(Referring expression data)
* * *
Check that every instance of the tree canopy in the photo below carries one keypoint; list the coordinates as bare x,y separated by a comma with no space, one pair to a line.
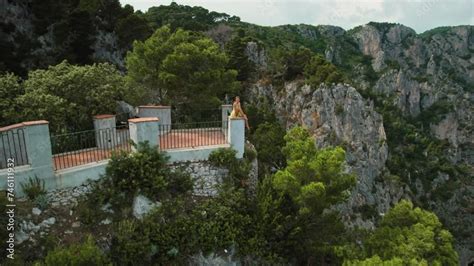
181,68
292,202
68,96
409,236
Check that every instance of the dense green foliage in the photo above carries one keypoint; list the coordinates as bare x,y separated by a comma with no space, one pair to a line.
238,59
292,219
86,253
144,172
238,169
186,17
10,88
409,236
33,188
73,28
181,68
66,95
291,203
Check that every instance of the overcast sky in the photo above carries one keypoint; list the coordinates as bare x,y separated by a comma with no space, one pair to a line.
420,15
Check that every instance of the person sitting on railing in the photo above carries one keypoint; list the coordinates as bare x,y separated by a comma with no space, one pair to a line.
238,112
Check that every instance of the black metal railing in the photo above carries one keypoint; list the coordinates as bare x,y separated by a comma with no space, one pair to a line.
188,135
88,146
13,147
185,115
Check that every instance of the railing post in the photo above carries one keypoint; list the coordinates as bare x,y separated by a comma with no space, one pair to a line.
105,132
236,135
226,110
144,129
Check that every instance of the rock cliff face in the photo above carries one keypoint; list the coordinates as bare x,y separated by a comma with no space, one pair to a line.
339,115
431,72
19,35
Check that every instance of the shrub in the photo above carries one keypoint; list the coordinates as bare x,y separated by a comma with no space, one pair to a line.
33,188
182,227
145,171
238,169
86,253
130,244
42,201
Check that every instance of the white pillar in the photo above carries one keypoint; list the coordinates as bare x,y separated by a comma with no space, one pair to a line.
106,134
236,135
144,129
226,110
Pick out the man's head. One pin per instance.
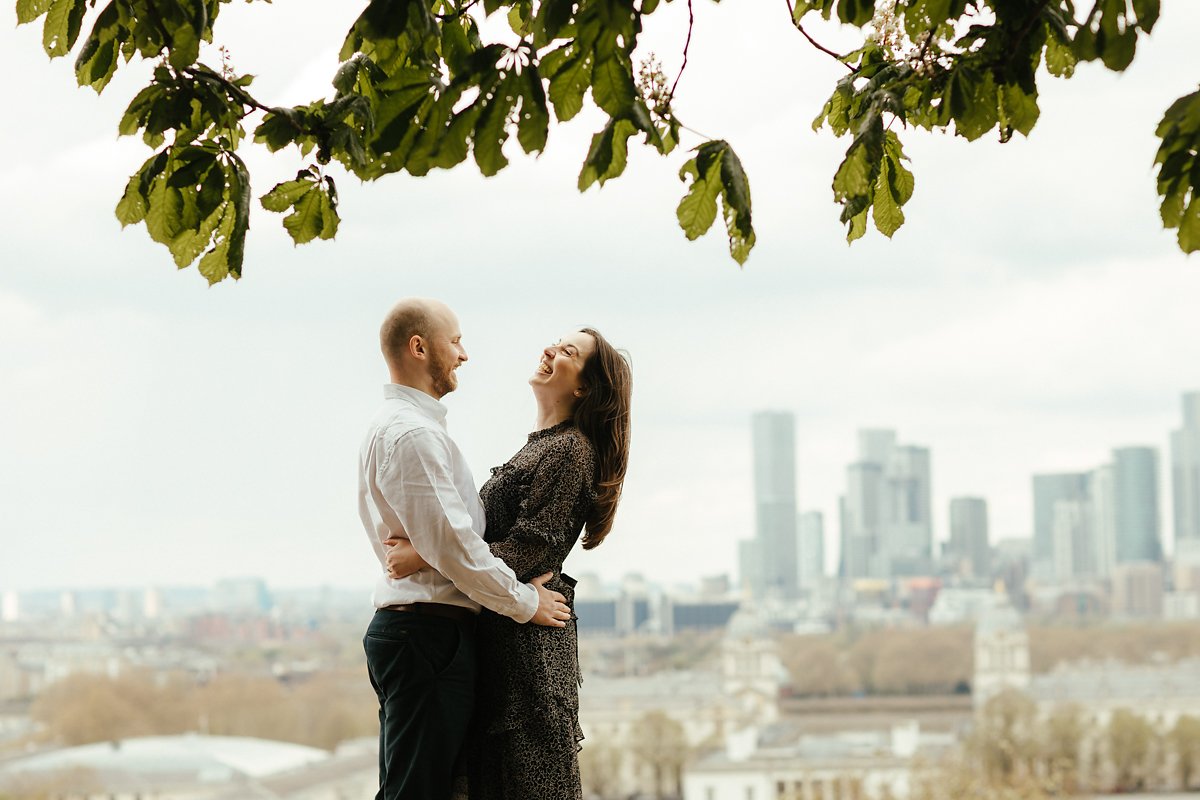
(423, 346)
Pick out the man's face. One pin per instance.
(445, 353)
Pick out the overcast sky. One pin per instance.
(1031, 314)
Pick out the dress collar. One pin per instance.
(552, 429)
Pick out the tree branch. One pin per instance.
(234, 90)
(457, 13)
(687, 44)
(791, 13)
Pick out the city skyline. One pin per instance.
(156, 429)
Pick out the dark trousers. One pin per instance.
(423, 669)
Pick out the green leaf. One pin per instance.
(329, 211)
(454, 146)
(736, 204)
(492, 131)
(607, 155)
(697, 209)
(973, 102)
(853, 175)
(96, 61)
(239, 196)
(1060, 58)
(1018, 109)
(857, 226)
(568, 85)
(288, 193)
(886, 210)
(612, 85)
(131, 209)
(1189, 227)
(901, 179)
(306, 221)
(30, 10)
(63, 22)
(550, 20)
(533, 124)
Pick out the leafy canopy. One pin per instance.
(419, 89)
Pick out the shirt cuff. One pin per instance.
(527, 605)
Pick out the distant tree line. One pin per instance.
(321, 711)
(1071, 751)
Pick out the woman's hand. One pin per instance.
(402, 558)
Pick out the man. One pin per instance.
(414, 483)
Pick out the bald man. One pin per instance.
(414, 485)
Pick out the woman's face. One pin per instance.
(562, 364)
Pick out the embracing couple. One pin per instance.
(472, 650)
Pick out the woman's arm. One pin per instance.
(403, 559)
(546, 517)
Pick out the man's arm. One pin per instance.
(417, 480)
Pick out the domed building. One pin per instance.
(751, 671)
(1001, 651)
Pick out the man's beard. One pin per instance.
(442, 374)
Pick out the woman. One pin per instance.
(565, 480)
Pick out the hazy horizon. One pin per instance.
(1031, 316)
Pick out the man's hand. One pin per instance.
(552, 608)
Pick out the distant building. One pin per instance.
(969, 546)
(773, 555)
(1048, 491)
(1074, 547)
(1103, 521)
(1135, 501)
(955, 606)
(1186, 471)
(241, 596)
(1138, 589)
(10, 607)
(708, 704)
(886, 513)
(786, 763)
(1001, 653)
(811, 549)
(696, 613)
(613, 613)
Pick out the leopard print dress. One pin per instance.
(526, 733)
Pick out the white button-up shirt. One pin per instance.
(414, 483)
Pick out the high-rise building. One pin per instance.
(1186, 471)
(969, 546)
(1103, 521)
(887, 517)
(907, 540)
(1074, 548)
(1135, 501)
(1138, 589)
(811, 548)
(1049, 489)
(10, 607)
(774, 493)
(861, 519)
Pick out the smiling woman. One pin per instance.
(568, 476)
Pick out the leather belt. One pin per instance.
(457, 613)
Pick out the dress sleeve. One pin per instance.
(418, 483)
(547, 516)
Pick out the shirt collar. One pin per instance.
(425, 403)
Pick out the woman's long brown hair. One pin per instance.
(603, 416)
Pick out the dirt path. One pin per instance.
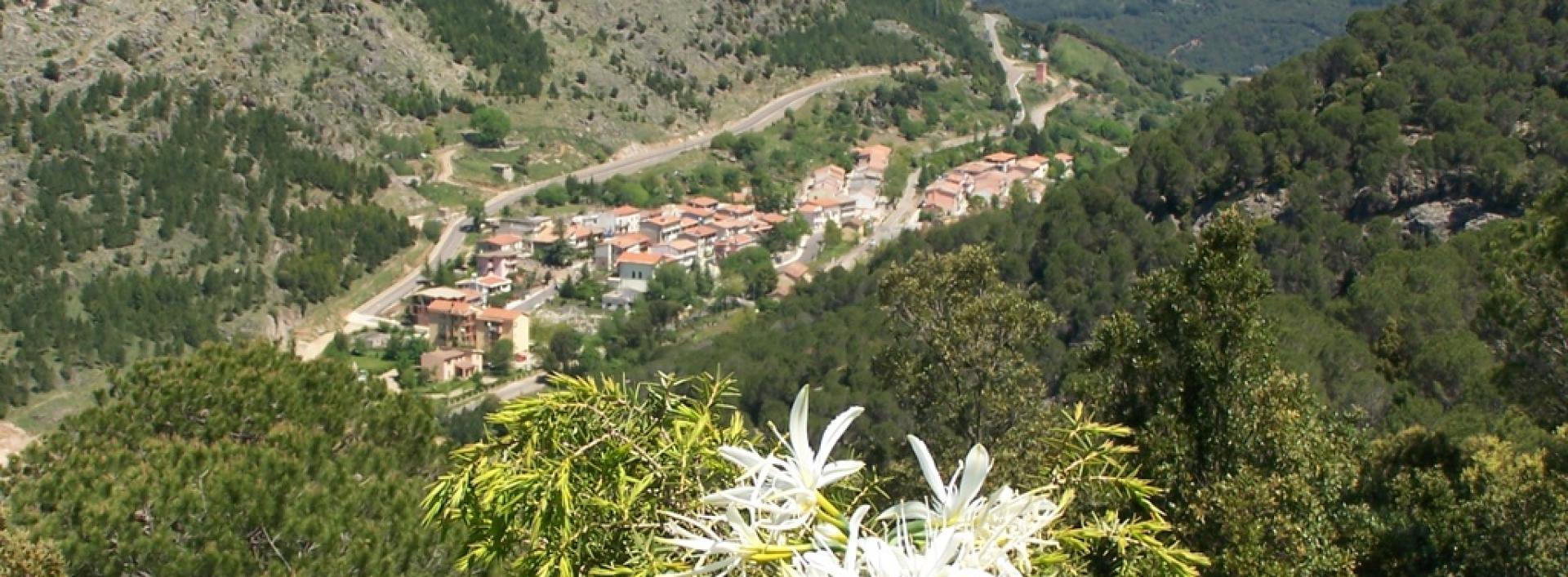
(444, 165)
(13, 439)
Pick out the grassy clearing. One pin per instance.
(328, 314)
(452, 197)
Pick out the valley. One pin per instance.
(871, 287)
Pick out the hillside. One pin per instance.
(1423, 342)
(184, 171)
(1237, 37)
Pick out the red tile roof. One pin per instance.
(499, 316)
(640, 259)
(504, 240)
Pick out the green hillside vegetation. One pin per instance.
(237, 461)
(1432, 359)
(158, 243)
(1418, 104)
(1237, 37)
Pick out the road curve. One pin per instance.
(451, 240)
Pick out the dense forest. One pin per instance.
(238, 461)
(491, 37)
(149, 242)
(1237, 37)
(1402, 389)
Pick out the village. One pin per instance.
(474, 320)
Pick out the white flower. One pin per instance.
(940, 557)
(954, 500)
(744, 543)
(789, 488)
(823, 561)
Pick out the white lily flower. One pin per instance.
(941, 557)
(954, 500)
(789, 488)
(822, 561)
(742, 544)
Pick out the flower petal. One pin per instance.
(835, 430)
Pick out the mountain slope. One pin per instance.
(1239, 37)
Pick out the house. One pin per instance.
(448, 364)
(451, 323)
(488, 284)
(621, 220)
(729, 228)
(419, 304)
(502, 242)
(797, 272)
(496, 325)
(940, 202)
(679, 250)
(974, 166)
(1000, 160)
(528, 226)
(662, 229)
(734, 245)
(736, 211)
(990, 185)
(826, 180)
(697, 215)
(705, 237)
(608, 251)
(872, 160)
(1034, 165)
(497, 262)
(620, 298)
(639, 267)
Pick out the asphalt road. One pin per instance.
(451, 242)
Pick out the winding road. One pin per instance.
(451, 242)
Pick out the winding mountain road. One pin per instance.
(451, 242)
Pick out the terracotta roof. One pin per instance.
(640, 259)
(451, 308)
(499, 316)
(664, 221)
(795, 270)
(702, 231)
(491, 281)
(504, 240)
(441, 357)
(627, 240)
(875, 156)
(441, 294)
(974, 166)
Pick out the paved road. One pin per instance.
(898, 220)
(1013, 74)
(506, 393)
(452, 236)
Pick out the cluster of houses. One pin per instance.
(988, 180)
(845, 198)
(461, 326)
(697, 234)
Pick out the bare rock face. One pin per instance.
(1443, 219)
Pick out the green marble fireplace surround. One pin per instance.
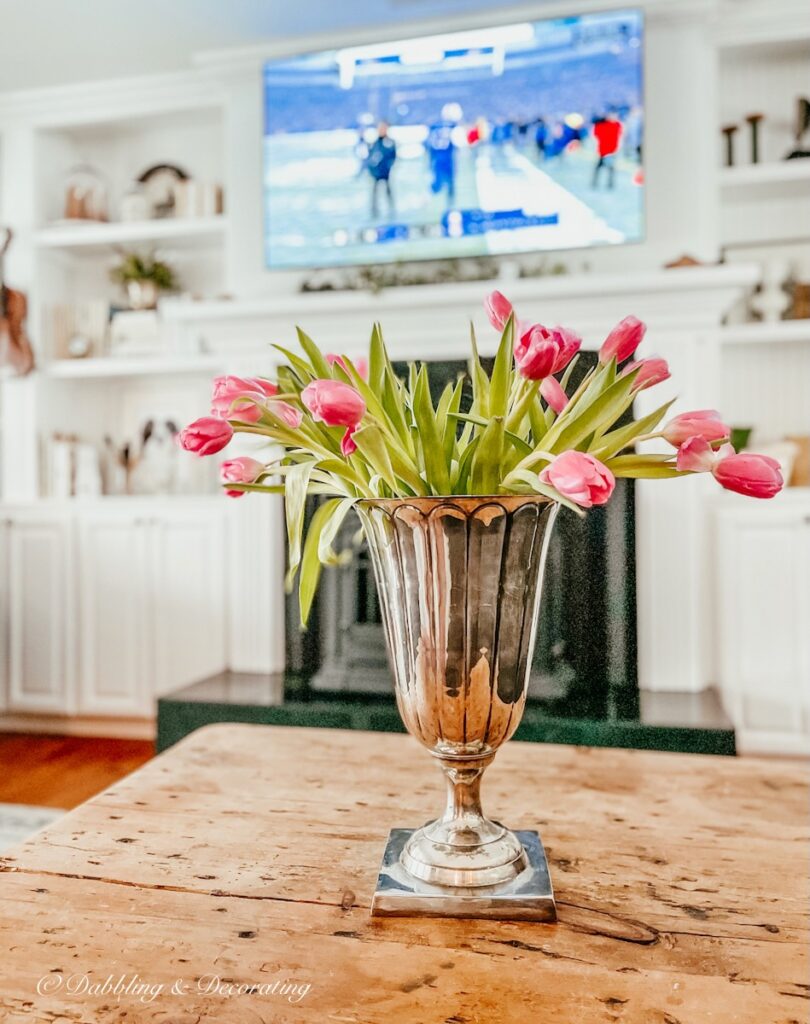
* * *
ACTION ITEM: Copy out the entries above in full and exactly, skipping every picture.

EXERCISE RESULT:
Check that every instance of the tree canopy in the photo below carries one keypoint; list the coordinates as bare x,y separated by a comma with no space, one pair to a line.
181,68
292,202
68,96
409,236
Check that every instance of the dense green foliage in the photo above carries one keypoint; list the coordinates as bare x,y separated by a comma with no space, one pair to a line.
238,59
292,219
86,253
144,172
238,169
186,17
10,88
409,236
33,188
73,28
181,68
66,95
291,203
Check that every instance of the overcast sky in the photo above carries one keypoint; list the coordinates as bare x,y separated by a comma with no space, one pair to a line.
420,15
Check that every instance of the person sitting on railing in the photo above carries one keypoint; list the coordinates as bare x,y separated by a comma with no space, one pair to a line.
238,112
Check that every instance of the black metal railing in the photo above carries one keypoint; list the coordinates as bare x,y separated by a comma with no space, one pair to a line.
188,135
88,146
13,147
185,115
Check that every instance of the railing post in the photo above carries one keypoint; list the coordinates as bare x,y separated by a comma with no space, one pair to a line.
105,132
236,135
226,110
144,129
Check that every instance of the rock cliff face in the photo above carries one keypoint; list the coordinates as bare x,y separated by a comma with no space, one pair to a line.
339,115
431,72
19,35
Check that every instance of the shrub in the photo above carries one keypoint; list the coordinates as bare x,y separated by a comma with no space, one pair to a line.
33,188
182,227
145,171
238,169
86,253
130,244
42,201
Check that every instance of the white pillar in the photo above carries one keypoint; list the coordinates as bare x,y separated by a comma with no space, one pair to a line.
106,134
236,135
144,129
226,110
Pick out the man's head. One pin per instance.
(423, 346)
Pick out the man's face. One pin per instance.
(445, 353)
Pick out the overcast sky. One pin per instance.
(1031, 314)
Pick out the dress collar. One pin per instance.
(552, 429)
Pick out the tree branch. One pin per instance.
(234, 90)
(457, 13)
(687, 44)
(791, 13)
Pick out the city skyline. One pin per instance.
(156, 429)
Pick out the dark trousers. One pin per instance.
(423, 669)
Pick out the green leaf. One pin per instance.
(329, 211)
(454, 146)
(736, 204)
(492, 131)
(607, 155)
(697, 209)
(973, 102)
(853, 175)
(96, 61)
(239, 196)
(1060, 58)
(1018, 109)
(857, 226)
(568, 85)
(288, 193)
(886, 210)
(612, 85)
(131, 209)
(1189, 227)
(901, 179)
(306, 221)
(30, 10)
(63, 22)
(550, 20)
(533, 124)
Pick out the leafy canopy. One pin per instance.
(419, 89)
Pick out the shirt cuff. One pin per instance.
(527, 605)
Pick out the distant tree line. One pin per instance.
(321, 711)
(1071, 751)
Pick out the woman's hand. One pin per instance.
(402, 558)
Pick out the man. One pin per instance.
(414, 483)
Pick out the bald man. One pin per instance.
(414, 485)
Pick out the woman's face. One pin per instance.
(562, 364)
Pick out the embracing couple. One pin per instance.
(472, 650)
Pick out the woman's arm. One pin per instance.
(403, 559)
(546, 517)
Pick out the man's arm. One pin per instance.
(417, 480)
Pick out the domed building. One pin per instance.
(751, 671)
(1001, 651)
Pick out the man's beard. One pin per instance.
(442, 374)
Pick out the woman. One pin per instance.
(565, 480)
Pick out the hazy horizon. One pin per instance.
(1031, 316)
Pick out the man's hand. One pin per instance.
(552, 608)
Pick out the distant building. One pin per instance.
(969, 546)
(773, 555)
(1048, 491)
(1074, 547)
(1103, 521)
(1135, 501)
(955, 606)
(1186, 471)
(241, 596)
(1138, 589)
(10, 607)
(708, 704)
(886, 513)
(786, 763)
(1001, 653)
(811, 549)
(696, 613)
(613, 613)
Pick out the leopard print dress. One pin per instance.
(526, 733)
Pick out the white button-up shirt. One pin per instance.
(414, 483)
Pick out the high-rise building. One pin per instance.
(1186, 471)
(969, 546)
(1103, 521)
(887, 517)
(907, 540)
(1074, 548)
(1135, 501)
(1138, 589)
(811, 548)
(1049, 489)
(10, 607)
(774, 493)
(861, 519)
Pick out the smiling woman. One pin per instance.
(568, 476)
Pick out the leather belt. One pin per instance.
(457, 613)
Pick out the dress sleeve. One pin per instance.
(418, 483)
(547, 516)
Pick out the shirt collar. One pin per instance.
(425, 403)
Pick out the woman's long brown hair. One pin per instance.
(603, 416)
Pick out the dirt path. One pin per instance.
(444, 165)
(13, 439)
Pick out the grassy clearing. One pin per instance.
(328, 314)
(452, 197)
Pick out the valley. One pin per instance.
(871, 287)
Pick out the hillside. One pin per instance.
(1423, 342)
(184, 171)
(1237, 37)
Pick out the red tile roof. One pin per instance.
(499, 316)
(640, 259)
(504, 240)
Pick out the green hillside vegetation. One pin per instance.
(237, 461)
(1432, 359)
(158, 243)
(1418, 104)
(1237, 37)
Pick out the road curve. One pin per instance.
(451, 240)
Pick out the dense forest. One pin per instance.
(238, 461)
(491, 37)
(149, 242)
(1237, 37)
(1402, 389)
Pick out the village. One pin per instance.
(474, 320)
Pick out the white flower. One pin per instance.
(940, 557)
(954, 500)
(744, 543)
(789, 488)
(823, 561)
Pick out the white lily flower. One pin per instance.
(941, 557)
(954, 500)
(789, 488)
(822, 561)
(742, 544)
Pick out the flower petal. One pin per instance.
(835, 430)
Pick out the mountain slope. One pin per instance.
(1239, 37)
Pick out the house. One pin per instance.
(448, 364)
(451, 323)
(488, 284)
(621, 220)
(729, 228)
(419, 304)
(502, 242)
(797, 272)
(496, 325)
(940, 202)
(679, 250)
(974, 166)
(1000, 160)
(528, 226)
(662, 229)
(734, 245)
(736, 211)
(990, 185)
(826, 180)
(697, 215)
(705, 237)
(608, 251)
(872, 160)
(1034, 165)
(497, 262)
(620, 298)
(639, 267)
Pick out the asphalt road. One pin per instance.
(451, 242)
Pick out the winding road. One pin per instance.
(451, 242)
Pick out the winding mountain road. One pin per instance.
(451, 242)
Pick out the terracotta roof. One pin per instance.
(640, 259)
(451, 308)
(499, 316)
(664, 221)
(795, 270)
(702, 231)
(491, 281)
(504, 240)
(441, 357)
(627, 240)
(875, 156)
(441, 294)
(974, 166)
Pick out the paved road. One pin per instance.
(898, 220)
(1013, 74)
(506, 393)
(452, 236)
Pick out the cluster of houses. One pin per instance.
(988, 180)
(845, 198)
(461, 326)
(697, 234)
Pick out the bare rock face. One pin per instance.
(1443, 219)
Pick out the green marble fireplace surround. One pin per instance.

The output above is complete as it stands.